— Begin Reading text —

ANN DOWSETT JOHNSTON
I grew up in small-town northern Ontario, in a village in South Africa, and on the shores of Georgian Bay, surrounded, for the most part, by women and books. As a journalist, I have been blessed with a profession that has allowed me to continue in the same vein: travelling, talking and exploring the written word. In recent years, I have won a number of National Magazine awards for my work at Maclean’s. My greatest adventure, by far, has been the eighteen-year journey I have shared with my son Nicholas. As he heads off into the world to find his voice, I am rediscovering mine: writing on motherhood, modern life and the evolution of the family.
MAGGIE DWYER
I was born in Stratford, raised in southern Ontario and spent twenty interesting years in Winnipeg before moving to Vancouver Island with my second husband. I began writing down the stories that I had long been composing in my head during the afternoons of my years at home with my two daughters. I have published a short story collection, Misplaced Love, and am revising a novel.

— End Reading text —

● **Objective**
In the author biographies, what is the title of Maggie Dwyer's published short story collection?

— Begin Dataset excerpts —

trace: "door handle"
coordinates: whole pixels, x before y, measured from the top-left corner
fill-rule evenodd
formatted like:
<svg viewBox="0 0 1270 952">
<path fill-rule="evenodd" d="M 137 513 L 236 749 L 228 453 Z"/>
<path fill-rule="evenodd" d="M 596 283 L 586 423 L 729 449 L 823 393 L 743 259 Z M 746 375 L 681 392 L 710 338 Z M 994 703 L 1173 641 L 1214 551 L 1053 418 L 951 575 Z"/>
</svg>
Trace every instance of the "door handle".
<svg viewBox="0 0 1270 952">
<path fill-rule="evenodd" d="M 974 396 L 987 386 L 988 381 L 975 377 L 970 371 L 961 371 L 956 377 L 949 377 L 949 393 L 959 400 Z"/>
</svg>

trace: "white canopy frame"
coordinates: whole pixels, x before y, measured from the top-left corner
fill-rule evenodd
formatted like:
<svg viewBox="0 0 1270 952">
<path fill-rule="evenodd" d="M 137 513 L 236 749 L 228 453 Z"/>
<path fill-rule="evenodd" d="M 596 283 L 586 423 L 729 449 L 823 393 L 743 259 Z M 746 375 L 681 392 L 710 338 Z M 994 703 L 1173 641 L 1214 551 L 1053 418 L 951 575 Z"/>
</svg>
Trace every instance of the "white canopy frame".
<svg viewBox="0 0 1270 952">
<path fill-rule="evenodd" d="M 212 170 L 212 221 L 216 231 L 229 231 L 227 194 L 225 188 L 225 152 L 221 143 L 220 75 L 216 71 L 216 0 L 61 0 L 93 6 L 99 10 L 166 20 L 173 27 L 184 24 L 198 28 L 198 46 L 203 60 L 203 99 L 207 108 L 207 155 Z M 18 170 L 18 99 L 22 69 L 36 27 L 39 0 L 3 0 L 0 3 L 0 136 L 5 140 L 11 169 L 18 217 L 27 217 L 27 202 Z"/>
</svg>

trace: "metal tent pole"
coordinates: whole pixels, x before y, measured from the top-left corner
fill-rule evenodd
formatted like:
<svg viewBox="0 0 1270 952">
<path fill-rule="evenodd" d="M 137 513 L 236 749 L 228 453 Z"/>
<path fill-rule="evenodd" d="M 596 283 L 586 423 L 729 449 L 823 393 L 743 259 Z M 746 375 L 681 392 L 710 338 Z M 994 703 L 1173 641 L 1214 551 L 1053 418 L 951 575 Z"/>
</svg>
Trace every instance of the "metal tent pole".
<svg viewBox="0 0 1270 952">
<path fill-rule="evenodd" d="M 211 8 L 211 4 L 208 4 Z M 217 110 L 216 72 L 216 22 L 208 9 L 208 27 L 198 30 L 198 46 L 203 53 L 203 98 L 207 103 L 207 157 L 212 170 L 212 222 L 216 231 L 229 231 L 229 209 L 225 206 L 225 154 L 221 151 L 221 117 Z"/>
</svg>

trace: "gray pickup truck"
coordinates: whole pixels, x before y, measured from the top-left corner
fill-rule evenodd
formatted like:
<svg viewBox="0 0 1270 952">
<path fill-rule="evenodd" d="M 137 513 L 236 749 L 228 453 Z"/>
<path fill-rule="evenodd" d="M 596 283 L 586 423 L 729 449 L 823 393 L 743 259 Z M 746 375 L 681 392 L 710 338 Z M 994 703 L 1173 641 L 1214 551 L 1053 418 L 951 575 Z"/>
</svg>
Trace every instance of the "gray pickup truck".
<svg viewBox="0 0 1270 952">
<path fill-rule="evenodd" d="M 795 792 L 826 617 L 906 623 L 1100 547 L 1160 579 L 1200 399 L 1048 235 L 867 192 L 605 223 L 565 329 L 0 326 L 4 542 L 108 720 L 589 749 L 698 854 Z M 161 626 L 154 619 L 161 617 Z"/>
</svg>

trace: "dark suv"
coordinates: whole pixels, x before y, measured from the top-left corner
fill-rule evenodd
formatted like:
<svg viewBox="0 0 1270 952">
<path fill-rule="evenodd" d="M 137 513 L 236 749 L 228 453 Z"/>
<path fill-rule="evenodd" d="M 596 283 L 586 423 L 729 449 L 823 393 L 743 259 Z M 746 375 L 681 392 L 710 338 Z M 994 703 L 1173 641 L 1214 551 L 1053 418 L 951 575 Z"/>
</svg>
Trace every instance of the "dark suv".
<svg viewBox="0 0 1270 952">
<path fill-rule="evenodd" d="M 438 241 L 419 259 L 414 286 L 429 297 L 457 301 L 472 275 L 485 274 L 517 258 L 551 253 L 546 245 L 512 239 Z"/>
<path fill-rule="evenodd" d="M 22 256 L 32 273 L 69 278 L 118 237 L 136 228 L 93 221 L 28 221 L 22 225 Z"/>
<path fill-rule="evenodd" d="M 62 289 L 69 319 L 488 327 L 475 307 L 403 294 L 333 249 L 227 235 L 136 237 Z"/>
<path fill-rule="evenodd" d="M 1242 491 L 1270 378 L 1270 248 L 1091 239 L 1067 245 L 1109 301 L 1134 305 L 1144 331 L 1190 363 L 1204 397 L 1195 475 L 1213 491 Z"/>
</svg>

— End Dataset excerpts —

● **Answer to the task**
Misplaced Love